## Task inputs
===
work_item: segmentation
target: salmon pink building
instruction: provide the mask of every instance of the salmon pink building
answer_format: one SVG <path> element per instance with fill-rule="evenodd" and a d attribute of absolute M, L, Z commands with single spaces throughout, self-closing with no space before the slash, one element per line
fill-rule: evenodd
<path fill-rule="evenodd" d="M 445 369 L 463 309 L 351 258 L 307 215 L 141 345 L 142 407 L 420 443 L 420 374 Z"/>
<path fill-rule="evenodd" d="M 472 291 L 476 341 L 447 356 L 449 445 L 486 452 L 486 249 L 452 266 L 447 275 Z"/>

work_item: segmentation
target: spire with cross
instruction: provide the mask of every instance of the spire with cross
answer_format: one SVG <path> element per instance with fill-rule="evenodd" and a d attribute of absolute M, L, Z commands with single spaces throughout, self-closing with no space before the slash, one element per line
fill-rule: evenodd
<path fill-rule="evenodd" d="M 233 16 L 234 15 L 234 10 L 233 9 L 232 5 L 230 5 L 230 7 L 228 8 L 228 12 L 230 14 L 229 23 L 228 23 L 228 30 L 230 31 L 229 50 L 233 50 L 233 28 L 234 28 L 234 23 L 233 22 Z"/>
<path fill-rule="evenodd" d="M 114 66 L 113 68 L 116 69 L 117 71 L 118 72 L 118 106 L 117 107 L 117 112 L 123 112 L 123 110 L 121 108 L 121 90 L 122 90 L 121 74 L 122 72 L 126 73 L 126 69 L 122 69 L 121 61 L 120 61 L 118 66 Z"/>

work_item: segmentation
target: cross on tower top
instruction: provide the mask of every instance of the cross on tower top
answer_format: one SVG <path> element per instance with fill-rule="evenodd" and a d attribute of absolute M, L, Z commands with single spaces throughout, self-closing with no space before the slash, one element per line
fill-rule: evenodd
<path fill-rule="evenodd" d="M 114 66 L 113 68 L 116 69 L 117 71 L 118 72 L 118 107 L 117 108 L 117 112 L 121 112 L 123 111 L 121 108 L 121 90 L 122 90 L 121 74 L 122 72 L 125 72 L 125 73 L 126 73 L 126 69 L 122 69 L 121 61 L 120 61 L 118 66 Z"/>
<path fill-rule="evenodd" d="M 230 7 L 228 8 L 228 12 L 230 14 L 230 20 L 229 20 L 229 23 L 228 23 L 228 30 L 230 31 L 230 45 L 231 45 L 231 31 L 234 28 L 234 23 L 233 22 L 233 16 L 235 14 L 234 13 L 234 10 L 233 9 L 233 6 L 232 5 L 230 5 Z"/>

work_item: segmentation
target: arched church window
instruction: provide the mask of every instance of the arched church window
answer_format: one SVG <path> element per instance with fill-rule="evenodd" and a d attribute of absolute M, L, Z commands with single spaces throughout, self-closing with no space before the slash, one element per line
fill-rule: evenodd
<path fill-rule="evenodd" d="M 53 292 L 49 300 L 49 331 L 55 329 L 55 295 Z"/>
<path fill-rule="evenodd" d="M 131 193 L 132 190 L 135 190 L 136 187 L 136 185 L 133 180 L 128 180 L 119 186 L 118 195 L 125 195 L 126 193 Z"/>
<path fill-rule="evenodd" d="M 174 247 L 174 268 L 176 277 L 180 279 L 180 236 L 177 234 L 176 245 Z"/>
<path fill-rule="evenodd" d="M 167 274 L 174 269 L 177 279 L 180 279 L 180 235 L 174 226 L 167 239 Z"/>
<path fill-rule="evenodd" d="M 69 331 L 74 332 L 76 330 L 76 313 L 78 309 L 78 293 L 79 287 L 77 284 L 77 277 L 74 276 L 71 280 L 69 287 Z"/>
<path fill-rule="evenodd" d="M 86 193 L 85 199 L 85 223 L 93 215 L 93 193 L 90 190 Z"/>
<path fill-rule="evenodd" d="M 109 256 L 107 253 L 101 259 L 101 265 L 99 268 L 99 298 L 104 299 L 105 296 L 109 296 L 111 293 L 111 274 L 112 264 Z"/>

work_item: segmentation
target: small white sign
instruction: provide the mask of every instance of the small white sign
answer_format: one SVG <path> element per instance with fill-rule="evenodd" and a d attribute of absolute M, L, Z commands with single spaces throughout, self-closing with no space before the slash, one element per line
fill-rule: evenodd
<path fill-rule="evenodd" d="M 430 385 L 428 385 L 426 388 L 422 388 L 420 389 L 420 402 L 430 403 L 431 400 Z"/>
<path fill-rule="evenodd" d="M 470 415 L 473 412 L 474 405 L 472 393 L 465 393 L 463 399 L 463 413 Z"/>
===
## What is being asked
Can you copy out every line of the rows above character for character, keeping them in the same order?

## Result below
work_item: segmentation
target: salmon pink building
instruction: provide the mask of every instance of the salmon pink building
answer_format: one SVG <path> element per instance with fill-rule="evenodd" and a d attribute of absolute M, L, Z commands with single spaces throughout, self-closing with no space before the slash, one element per line
fill-rule: evenodd
<path fill-rule="evenodd" d="M 445 369 L 463 309 L 351 258 L 307 215 L 141 345 L 142 407 L 420 443 L 420 374 Z"/>
<path fill-rule="evenodd" d="M 472 291 L 476 341 L 447 356 L 449 445 L 486 452 L 486 249 L 452 266 L 447 275 Z"/>

work_item: segmentation
target: spire with cross
instruction: provide the mask of every instance of the spire with cross
answer_format: one SVG <path> element per instance with fill-rule="evenodd" and a d attribute of absolute M, L, Z commands with single spaces throughout, self-closing with no space before the slash, one element per line
fill-rule: evenodd
<path fill-rule="evenodd" d="M 233 16 L 234 15 L 234 10 L 233 9 L 232 5 L 230 5 L 230 7 L 228 8 L 228 12 L 230 14 L 229 23 L 228 23 L 228 30 L 230 31 L 229 50 L 233 50 L 233 28 L 234 28 L 234 23 L 233 22 Z"/>
<path fill-rule="evenodd" d="M 114 66 L 113 68 L 116 69 L 117 71 L 118 72 L 118 106 L 117 107 L 117 112 L 123 112 L 123 110 L 121 108 L 121 90 L 122 90 L 121 74 L 122 72 L 126 73 L 126 69 L 122 69 L 121 61 L 120 61 L 118 66 Z"/>

work_item: segmentation
target: cross on tower top
instruction: provide the mask of every instance of the cross on tower top
answer_format: one SVG <path> element per instance with fill-rule="evenodd" and a d attribute of absolute M, L, Z commands with single spaces throughout, self-closing with no space before the slash, one element per line
fill-rule: evenodd
<path fill-rule="evenodd" d="M 114 66 L 113 68 L 116 69 L 117 71 L 118 72 L 118 107 L 117 108 L 117 112 L 121 112 L 123 111 L 121 108 L 121 90 L 122 90 L 121 74 L 122 72 L 125 72 L 125 73 L 126 73 L 126 69 L 122 69 L 121 61 L 120 61 L 118 66 Z"/>
<path fill-rule="evenodd" d="M 230 7 L 228 8 L 228 12 L 230 14 L 230 20 L 229 20 L 229 23 L 228 23 L 228 30 L 230 31 L 230 45 L 231 45 L 231 31 L 234 28 L 234 23 L 233 22 L 233 16 L 235 14 L 234 13 L 234 10 L 233 9 L 233 6 L 232 5 L 230 5 Z"/>

work_item: segmentation
target: arched church window
instruction: provide the mask of every instance of the arched church window
answer_format: one SVG <path> element per instance with fill-rule="evenodd" and a d attribute of absolute M, L, Z commands with single spaces throughout, self-closing with no space before the slash, one element per line
fill-rule: evenodd
<path fill-rule="evenodd" d="M 53 292 L 49 300 L 49 331 L 55 329 L 55 295 Z"/>
<path fill-rule="evenodd" d="M 131 193 L 132 190 L 135 190 L 136 187 L 136 185 L 133 180 L 128 180 L 119 186 L 118 195 L 125 195 L 126 193 Z"/>
<path fill-rule="evenodd" d="M 174 247 L 174 268 L 176 277 L 180 279 L 180 236 L 177 234 L 176 245 Z"/>
<path fill-rule="evenodd" d="M 167 274 L 174 269 L 177 279 L 180 279 L 180 235 L 174 226 L 167 239 Z"/>
<path fill-rule="evenodd" d="M 69 331 L 74 332 L 76 330 L 76 313 L 78 309 L 78 293 L 79 287 L 77 284 L 77 277 L 74 276 L 71 280 L 69 287 Z"/>
<path fill-rule="evenodd" d="M 86 193 L 85 199 L 85 223 L 93 215 L 93 193 L 90 190 Z"/>
<path fill-rule="evenodd" d="M 109 256 L 107 253 L 101 259 L 101 265 L 99 268 L 99 298 L 104 299 L 105 296 L 109 296 L 111 293 L 111 274 L 112 264 Z"/>

work_item: segmentation
target: small white sign
instruction: provide the mask of every instance of the small white sign
answer_format: one SVG <path> element per instance with fill-rule="evenodd" and a d attribute of absolute M, L, Z commands with single spaces throughout, self-closing with no space before the slash, one element per line
fill-rule: evenodd
<path fill-rule="evenodd" d="M 430 385 L 428 385 L 426 388 L 422 388 L 420 389 L 420 402 L 430 403 L 431 400 Z"/>
<path fill-rule="evenodd" d="M 470 415 L 473 412 L 474 405 L 472 393 L 465 393 L 463 399 L 463 413 Z"/>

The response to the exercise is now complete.